• **Problems**:
[A] Answer these questions using the article on landfill slope failures, one answer per line, marked the same way:
(i) At most how many inches of liquid do regulations allow at the bottom of the site?
(ii) Which type of failure is confined to the final geomembrane cover system?
(iii) What early sign of failure does the article give for any type?
[B] Summarize the article on landfill slope failures in two sentences.
[C] Write the next part of the article on landfill slope failures, picking up after its final sentence.

Side slope failures are not common but, depending on circumstances, can be catastrophic. When they happen, wet waste and soil that hold up the walls are often the leading catalyst. When moisture content increases, the friction angle (the angle at which waste is stable) decreases, and waste and soil slide down the hill.
Keeping a close watch for warning signs and taking proactive measures even before they emerge are landfill operators’ greatest defenses against disastrous failure; once the slope moves, it’s nearly impossible to stop it.
One general guideline is to monitor landfill liquid levels. Regulations require no more than 12 inches of liquid at the bottom of the site. An exceedance will reduce the slope stability significantly. But there are plenty more strategies to stay ahead of the curve and prevent major issues.
Three primary types of slope failures
The primary failures are circular, block-type or wedge, and veneer. Veneer failure is confined to the final geomembrane cover system; it’s minor and fixable, says James Law of SCS Engineers, an expert in geotechnical engineering.
Circular failures occur in the waste mass and affect the entire slope. In most cases, they are relatively minor, remaining near the mound’s surface. Less commonly, circular failures occur deep in the mass, which are major events.
“In either scenario, circular failures occur when the waste mass is uncompacted. It’s less dense and therefore weaker and susceptible to failure,” Law explains.
Block failure can be complex. It begins at the crest and descends to the bottom liner system, where the failure ultimately occurs. How it happens is there are multiple interfaces of soil and geosynthetic material that each contribute to a weakening zone of material at the bottom. That’s when a failure occurs, and it is serious.
Law advises operators to use a vetted engineering analysis to avoid block failure. “This analysis enables us to define the sheer strength of the interfaces at the bottom of the landfill to ensure sufficient resistance against failures and select soil or geosynthetic layers to accomplish this properly,” he says.
Early signs of failure and next course
Early signs of a failure of any type are tension cracks near the crest of the slope that runs parallel to the structure’s crestline. Especially lookout for an accelerated cracking pace, advises Bob Dick of SCS Engineers.

• **Raw data**:
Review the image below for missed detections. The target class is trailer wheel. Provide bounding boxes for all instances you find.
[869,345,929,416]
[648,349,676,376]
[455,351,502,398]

• **Set of answers**:
[A]
(i) No more than 12 inches.
(ii) Veneer failure.
(iii) Tension cracks near the crest of the slope that run parallel to the crestline.

[B] Landfill side slope failures are uncommon but can be catastrophic, often triggered by wet waste and soil, and operators' best defenses are close watching for warning signs and proactive measures such as monitoring liquid levels. The three primary types are circular, block or wedge, and veneer failures, and early signs of any type are tension cracks near the crest that run parallel to the crestline.

[C]
There may also be a barging or raising of the ground near the lower part of the slope or at the toe, indicating that the slope has moved.
Don’t simply fill in the tension cracks and walk away, Dick and Law advise.
“The chance is that they will reappear, especially during wet seasons. And each time they emerge, they will get worse. Eventually, the whole slope will collapse without proper attention,” Law says.
Once warning signs emerge, the best course of action is to bring in a geotechnical expert with landfill design expertise to analyze and set up instrumentation to monitor movement closely. That expert analysis will determine whether the slope failure is within the waste at the surface or the bottom of the landfill.
If it’s shallow within the waste, operators can be confident the integrity of the liner and collection system is not compromised. They can then turn their attention to addressing the material moving down the hill. But a failure deeper in the mass calls for immediate action to deal with complex, interacting systems at the bottom of the landfill.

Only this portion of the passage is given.